- **WHAT YOU NEED TO DO**:
1. In the note on contingent liabilities, list every sentence of the body paragraph that contains the word "liquidated," copying each one in full.
2. Return the passage of the note on contingent liabilities from "10. Contingent liabilities" up to and including "next twelve months.", copied word for word.

** Begin PASSAGE PROVIDED **

10. Contingent liabilities
Liquidated Damages
The Group has minimum work commitments in associated with various exploration licences granted by sovereign authorities through joint arrangements. A number of these commitments have not been fulfilled and as a consequence the Group is liable to pay liquidated damages. When a liquidated damage payment is probable a provision is created based on management's best judgement. In some instances there may be a high degree of uncertainty. In such instances an additional contingent liability is recognised. Currently a contingent liability estimated at $1.7 million associated with unfinished minimum work programme liquidated damages. Management do not expect this to be resolved in the next twelve months.

** End PASSAGE PROVIDED **
** Begin INFORMATION SUPPLIED **

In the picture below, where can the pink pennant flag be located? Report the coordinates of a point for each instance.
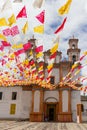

** End INFORMATION SUPPLIED **

- **WORKED SOLUTIONS**:
1.
A number of these commitments have not been fulfilled and as a consequence the Group is liable to pay liquidated damages.
When a liquidated damage payment is probable a provision is created based on management's best judgement.
Currently a contingent liability estimated at $1.7 million associated with unfinished minimum work programme liquidated damages.

2.
10. Contingent liabilities
Liquidated Damages
The Group has minimum work commitments in associated with various exploration licences granted by sovereign authorities through joint arrangements. A number of these commitments have not been fulfilled and as a consequence the Group is liable to pay liquidated damages. When a liquidated damage payment is probable a provision is created based on management's best judgement. In some instances there may be a high degree of uncertainty. In such instances an additional contingent liability is recognised. Currently a contingent liability estimated at $1.7 million associated with unfinished minimum work programme liquidated damages. Management do not expect this to be resolved in the next twelve months.